* _Aim of the exercise_:
All entries should be output exactly as they stand.

— Start Data lines —

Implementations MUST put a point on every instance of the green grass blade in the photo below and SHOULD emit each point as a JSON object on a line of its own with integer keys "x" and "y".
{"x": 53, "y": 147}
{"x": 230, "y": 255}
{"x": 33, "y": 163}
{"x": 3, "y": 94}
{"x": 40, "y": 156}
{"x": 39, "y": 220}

— End Data lines —

* _Task result_:
Implementations MUST put a point on every instance of the green grass blade in the photo below and SHOULD emit each point as a JSON object on a line of its own with integer keys "x" and "y".
{"x": 53, "y": 147}
{"x": 230, "y": 255}
{"x": 33, "y": 163}
{"x": 3, "y": 94}
{"x": 40, "y": 156}
{"x": 39, "y": 220}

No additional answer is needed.